(PROMPT):
Copy the records below verbatim, beginning with the line that contains "Task: an <instance>" and ending with the line that contains "box: [525, 255, 547, 304]", both included.

[Extracted records]
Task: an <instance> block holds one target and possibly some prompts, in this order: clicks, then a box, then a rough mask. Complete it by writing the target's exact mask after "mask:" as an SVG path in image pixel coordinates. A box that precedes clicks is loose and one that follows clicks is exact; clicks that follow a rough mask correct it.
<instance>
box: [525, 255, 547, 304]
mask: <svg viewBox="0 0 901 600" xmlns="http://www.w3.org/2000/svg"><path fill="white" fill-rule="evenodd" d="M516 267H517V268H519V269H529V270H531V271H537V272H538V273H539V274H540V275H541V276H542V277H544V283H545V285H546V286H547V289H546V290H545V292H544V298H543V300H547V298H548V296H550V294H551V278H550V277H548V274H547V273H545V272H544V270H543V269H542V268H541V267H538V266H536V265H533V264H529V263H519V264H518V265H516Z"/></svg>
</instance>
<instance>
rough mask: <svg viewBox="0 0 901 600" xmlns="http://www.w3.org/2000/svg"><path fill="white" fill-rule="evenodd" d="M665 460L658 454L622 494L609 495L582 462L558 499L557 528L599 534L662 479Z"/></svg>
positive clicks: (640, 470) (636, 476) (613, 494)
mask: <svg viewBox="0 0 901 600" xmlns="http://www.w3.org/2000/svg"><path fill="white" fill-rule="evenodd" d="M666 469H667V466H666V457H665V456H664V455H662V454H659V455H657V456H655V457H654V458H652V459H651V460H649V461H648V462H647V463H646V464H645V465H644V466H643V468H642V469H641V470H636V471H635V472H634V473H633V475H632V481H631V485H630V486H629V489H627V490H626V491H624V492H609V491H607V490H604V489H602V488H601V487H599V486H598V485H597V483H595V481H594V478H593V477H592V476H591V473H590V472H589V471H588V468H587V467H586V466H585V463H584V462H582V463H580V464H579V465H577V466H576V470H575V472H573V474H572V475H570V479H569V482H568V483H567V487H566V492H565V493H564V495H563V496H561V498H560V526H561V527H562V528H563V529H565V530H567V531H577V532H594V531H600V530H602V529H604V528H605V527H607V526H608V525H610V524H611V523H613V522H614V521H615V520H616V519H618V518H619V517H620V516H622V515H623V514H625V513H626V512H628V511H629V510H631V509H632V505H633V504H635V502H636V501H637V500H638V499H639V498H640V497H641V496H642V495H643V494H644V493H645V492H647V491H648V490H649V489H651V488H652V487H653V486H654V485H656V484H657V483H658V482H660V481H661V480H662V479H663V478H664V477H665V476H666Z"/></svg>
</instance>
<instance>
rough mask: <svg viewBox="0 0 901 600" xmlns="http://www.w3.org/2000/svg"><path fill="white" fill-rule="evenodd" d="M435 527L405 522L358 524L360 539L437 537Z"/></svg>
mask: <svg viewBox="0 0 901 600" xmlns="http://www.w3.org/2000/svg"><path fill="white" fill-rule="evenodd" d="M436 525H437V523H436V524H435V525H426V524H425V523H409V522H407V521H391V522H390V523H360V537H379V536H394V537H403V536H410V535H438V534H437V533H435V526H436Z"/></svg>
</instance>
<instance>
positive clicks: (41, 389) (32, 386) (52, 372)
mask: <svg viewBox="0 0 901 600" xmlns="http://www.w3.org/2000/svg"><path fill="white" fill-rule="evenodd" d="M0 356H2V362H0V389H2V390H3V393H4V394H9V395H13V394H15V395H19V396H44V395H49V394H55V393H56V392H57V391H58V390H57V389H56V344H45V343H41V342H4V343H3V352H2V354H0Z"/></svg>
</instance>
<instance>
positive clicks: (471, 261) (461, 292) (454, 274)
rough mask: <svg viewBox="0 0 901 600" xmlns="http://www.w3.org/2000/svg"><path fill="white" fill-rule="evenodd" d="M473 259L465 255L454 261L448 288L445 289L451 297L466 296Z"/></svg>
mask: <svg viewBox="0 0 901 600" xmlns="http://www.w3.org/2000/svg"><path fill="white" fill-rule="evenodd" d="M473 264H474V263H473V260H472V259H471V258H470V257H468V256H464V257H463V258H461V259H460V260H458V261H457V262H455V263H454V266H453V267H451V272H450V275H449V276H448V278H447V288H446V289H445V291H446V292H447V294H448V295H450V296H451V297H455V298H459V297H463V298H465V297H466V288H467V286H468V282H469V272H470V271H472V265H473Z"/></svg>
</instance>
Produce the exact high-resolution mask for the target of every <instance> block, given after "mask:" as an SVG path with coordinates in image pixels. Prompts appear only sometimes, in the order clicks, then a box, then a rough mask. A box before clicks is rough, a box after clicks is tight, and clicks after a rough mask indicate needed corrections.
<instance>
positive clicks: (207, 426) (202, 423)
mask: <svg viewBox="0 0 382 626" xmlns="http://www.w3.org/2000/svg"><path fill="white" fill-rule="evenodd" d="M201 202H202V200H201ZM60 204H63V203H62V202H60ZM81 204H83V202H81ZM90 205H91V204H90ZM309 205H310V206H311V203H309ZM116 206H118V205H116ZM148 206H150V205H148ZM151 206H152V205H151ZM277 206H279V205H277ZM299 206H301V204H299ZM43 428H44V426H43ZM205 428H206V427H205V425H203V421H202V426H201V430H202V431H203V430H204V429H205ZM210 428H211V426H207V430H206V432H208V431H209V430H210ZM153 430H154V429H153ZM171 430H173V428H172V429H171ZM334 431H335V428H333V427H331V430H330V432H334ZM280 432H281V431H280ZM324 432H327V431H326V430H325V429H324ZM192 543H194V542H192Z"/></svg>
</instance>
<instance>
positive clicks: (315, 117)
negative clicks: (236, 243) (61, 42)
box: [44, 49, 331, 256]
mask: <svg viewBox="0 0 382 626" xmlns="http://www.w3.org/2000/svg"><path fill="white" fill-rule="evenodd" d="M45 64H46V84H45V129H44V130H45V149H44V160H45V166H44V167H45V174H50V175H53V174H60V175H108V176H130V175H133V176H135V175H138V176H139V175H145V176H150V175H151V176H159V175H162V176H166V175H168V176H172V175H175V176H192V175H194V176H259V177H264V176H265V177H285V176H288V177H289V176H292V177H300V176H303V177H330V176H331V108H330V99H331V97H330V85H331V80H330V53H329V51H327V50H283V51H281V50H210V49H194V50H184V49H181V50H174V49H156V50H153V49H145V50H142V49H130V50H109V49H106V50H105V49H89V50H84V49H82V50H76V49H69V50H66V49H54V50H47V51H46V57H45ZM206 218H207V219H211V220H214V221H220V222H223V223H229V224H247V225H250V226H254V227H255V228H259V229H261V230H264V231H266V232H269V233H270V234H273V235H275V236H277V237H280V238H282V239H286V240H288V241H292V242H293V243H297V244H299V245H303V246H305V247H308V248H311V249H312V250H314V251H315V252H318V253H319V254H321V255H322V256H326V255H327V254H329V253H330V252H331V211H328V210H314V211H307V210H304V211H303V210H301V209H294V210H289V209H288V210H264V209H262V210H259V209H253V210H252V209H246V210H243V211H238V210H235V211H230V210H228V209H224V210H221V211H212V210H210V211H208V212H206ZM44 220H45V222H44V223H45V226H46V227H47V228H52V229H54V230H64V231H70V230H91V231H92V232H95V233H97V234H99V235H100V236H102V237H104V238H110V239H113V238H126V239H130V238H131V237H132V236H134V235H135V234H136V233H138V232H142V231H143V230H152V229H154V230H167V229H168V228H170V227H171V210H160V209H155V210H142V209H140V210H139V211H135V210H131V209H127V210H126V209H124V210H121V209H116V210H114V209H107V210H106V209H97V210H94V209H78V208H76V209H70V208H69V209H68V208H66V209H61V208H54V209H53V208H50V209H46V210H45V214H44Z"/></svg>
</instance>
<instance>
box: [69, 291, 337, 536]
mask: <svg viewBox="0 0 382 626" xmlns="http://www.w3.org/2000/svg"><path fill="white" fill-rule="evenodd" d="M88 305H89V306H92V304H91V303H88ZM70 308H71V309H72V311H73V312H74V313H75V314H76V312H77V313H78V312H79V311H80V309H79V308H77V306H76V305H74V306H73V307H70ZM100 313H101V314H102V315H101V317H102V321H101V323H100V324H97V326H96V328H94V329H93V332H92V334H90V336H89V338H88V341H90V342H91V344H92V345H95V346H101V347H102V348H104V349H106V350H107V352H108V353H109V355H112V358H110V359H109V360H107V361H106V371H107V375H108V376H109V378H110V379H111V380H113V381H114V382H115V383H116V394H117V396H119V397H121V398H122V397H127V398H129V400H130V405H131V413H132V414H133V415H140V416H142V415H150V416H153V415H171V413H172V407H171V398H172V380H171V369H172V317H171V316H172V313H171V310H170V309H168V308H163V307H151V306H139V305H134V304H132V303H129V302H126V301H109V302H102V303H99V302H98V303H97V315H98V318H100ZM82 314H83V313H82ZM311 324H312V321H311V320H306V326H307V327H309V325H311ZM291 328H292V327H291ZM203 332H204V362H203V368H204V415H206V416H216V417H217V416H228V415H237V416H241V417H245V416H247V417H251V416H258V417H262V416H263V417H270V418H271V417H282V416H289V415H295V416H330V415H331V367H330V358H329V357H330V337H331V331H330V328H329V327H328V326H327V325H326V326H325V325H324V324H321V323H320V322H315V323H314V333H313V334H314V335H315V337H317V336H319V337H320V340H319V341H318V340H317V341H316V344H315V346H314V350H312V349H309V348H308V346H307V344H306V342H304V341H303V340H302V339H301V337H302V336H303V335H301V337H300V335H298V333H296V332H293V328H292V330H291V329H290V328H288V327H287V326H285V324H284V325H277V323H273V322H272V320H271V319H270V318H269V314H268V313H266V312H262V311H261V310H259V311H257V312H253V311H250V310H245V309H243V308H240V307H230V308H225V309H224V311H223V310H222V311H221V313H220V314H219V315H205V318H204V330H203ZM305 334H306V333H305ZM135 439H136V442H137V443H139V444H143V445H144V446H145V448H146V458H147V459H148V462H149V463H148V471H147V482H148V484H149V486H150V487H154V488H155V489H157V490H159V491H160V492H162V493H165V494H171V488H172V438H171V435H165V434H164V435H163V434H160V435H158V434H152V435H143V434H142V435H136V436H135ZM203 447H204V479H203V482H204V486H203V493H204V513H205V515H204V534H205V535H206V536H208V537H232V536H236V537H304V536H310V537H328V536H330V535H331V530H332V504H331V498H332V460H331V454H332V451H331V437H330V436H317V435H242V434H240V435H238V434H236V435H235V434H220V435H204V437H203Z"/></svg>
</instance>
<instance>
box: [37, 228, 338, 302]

==

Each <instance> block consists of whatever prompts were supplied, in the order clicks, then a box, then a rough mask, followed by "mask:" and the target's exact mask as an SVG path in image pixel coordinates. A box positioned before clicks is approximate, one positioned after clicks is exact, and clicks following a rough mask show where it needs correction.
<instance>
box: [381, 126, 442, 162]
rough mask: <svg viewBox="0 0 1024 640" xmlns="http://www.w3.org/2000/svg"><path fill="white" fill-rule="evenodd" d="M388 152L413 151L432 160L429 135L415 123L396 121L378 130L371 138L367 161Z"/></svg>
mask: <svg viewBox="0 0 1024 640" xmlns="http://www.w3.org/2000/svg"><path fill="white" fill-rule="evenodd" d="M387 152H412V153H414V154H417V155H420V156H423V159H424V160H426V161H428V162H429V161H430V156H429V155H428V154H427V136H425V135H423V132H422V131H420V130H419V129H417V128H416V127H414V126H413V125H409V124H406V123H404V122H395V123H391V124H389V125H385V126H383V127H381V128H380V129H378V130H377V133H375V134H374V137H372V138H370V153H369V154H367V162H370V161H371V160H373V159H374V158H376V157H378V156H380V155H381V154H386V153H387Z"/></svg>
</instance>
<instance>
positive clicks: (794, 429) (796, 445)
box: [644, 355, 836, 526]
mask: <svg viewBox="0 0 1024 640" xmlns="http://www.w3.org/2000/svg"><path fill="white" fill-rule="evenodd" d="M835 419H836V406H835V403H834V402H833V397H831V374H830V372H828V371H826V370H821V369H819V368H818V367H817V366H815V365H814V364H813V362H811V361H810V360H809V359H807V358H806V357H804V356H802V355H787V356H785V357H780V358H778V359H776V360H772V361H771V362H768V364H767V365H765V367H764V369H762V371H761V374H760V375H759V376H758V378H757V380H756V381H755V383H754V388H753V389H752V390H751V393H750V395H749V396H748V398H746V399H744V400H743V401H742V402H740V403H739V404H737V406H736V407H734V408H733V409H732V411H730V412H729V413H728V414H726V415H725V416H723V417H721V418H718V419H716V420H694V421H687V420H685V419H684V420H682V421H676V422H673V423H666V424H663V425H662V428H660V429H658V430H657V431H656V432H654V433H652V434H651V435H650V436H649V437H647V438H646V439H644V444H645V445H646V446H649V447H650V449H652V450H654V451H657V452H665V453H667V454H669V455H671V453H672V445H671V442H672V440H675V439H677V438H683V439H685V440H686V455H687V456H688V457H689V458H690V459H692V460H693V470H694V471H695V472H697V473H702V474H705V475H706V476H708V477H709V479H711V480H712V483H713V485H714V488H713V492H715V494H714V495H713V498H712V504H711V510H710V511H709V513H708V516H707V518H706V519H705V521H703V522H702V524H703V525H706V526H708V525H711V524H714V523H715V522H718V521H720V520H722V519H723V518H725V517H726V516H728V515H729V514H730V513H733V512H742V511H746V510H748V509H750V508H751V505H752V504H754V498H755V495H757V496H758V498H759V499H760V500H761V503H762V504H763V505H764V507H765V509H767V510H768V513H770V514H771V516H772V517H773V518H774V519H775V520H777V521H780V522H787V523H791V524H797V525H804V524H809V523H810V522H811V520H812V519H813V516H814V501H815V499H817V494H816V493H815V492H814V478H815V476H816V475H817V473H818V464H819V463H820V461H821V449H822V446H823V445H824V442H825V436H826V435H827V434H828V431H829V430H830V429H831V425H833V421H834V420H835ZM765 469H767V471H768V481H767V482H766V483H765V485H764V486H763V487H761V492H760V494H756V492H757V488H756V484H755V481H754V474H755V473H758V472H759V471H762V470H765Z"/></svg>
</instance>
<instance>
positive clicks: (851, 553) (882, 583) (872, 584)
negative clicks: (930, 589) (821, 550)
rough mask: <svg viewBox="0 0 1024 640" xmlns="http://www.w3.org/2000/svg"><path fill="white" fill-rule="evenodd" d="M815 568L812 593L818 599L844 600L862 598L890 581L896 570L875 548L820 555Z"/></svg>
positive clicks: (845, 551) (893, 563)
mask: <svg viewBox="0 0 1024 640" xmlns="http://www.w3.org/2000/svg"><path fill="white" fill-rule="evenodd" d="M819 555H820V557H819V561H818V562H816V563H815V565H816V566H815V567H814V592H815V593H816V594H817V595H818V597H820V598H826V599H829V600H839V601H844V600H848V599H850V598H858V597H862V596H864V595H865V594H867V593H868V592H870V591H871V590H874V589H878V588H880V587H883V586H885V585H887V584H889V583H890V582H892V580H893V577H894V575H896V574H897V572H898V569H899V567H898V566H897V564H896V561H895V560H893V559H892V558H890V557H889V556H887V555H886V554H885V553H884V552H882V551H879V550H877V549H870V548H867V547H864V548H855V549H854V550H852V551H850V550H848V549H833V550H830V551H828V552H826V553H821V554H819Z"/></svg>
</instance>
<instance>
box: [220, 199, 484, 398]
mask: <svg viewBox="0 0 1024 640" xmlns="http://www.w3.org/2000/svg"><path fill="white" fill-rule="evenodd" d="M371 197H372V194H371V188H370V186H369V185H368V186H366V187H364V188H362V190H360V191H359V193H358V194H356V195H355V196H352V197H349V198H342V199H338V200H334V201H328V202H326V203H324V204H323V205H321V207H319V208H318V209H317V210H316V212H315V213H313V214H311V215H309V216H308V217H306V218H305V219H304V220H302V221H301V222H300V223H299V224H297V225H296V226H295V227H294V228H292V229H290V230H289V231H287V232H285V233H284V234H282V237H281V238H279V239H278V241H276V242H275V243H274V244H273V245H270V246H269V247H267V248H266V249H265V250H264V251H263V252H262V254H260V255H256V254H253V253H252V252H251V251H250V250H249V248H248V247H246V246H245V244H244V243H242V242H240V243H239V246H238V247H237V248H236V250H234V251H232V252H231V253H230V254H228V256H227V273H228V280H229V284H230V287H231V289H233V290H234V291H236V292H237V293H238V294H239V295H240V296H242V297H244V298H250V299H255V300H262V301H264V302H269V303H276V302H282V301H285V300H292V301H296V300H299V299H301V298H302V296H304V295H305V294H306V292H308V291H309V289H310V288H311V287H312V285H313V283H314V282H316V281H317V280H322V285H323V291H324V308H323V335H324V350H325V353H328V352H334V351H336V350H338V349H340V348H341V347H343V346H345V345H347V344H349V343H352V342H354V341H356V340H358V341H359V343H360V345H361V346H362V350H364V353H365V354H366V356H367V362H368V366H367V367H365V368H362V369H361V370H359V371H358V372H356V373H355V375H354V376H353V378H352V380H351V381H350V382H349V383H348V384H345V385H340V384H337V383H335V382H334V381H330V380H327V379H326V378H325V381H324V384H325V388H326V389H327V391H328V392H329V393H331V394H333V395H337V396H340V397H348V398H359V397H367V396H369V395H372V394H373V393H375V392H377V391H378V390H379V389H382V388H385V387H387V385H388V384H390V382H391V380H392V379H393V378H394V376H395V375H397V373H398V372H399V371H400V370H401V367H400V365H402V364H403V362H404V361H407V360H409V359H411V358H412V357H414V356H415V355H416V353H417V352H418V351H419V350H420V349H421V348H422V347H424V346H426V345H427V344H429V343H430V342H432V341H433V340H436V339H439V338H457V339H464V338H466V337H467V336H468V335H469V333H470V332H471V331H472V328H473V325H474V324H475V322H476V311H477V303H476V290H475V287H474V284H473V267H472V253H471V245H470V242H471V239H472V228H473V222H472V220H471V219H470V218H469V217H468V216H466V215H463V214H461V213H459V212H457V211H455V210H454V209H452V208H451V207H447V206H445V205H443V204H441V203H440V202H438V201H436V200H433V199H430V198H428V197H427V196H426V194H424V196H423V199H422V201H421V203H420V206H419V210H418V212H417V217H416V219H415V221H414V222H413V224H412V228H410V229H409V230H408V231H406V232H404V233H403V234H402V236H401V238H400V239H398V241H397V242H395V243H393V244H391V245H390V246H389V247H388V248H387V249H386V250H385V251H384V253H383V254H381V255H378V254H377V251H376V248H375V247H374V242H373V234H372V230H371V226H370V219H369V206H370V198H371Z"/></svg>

==

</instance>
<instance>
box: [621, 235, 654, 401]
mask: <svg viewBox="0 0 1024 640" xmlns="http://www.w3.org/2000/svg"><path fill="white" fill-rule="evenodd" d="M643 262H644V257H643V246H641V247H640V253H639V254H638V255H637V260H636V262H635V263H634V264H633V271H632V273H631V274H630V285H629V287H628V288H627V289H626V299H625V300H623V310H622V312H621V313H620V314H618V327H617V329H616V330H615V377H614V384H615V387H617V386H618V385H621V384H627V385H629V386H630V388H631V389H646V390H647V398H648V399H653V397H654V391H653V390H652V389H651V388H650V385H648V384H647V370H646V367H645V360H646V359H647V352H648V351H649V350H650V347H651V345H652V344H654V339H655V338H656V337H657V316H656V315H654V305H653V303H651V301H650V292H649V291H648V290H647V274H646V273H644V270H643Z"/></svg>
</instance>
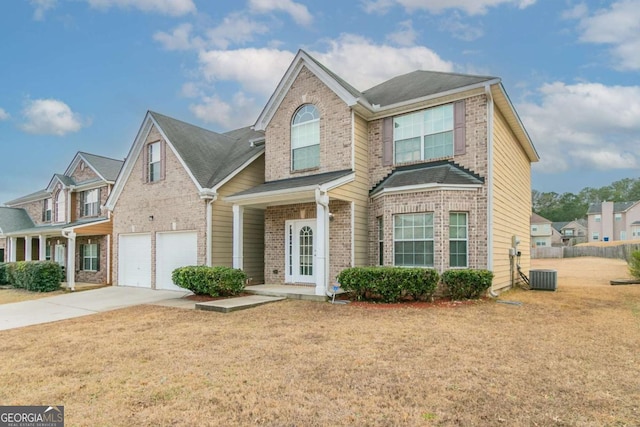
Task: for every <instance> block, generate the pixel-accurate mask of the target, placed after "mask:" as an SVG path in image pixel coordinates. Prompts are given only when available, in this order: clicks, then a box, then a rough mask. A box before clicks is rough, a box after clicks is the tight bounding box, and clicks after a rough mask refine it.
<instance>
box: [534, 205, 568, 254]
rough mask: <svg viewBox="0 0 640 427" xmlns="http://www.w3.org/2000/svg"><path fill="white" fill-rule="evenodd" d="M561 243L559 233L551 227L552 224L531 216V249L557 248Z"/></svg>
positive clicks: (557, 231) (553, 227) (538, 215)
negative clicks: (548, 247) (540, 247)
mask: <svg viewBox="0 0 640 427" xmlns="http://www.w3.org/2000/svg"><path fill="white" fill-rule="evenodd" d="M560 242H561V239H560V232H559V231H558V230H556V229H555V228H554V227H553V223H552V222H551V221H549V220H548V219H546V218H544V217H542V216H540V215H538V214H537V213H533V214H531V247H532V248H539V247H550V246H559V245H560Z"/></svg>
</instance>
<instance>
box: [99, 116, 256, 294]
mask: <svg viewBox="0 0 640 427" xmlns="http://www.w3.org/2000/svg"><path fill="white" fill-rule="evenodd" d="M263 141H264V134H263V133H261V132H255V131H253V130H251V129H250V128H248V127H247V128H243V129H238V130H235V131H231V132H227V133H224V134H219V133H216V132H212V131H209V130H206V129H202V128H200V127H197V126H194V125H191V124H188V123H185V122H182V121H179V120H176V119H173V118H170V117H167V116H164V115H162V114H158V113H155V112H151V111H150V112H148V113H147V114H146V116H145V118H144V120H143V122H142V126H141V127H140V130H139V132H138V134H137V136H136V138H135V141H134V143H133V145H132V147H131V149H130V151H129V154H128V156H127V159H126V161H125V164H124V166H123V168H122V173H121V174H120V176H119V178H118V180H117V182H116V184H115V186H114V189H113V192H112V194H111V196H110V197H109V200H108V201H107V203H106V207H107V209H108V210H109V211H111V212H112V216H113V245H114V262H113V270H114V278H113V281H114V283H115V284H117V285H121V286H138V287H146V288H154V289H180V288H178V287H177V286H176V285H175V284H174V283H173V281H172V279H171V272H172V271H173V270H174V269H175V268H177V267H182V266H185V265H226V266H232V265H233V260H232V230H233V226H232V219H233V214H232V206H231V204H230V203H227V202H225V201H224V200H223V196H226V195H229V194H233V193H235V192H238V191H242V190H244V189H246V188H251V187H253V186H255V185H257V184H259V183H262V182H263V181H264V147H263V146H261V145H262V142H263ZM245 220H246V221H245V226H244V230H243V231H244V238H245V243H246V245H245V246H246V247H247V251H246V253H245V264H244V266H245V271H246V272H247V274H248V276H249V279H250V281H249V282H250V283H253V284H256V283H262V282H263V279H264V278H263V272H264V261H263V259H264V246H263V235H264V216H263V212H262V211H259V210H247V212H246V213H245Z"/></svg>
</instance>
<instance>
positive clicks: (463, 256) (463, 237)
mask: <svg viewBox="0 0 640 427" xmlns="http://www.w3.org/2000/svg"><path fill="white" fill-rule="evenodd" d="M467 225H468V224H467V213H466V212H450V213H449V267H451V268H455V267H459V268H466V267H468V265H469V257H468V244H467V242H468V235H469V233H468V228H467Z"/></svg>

(EXERCISE OUTPUT):
Task: an <instance> block holds one target and possibly some prompts, in this order: clicks, then a box, then a rough mask. Complete it by writing the target's exact mask after "mask:" as an SVG path in image pixel coordinates. A box that precedes clicks is loose and one that follows clicks is exact; clicks that follow a rough mask correct it.
<instance>
box: [525, 255, 547, 304]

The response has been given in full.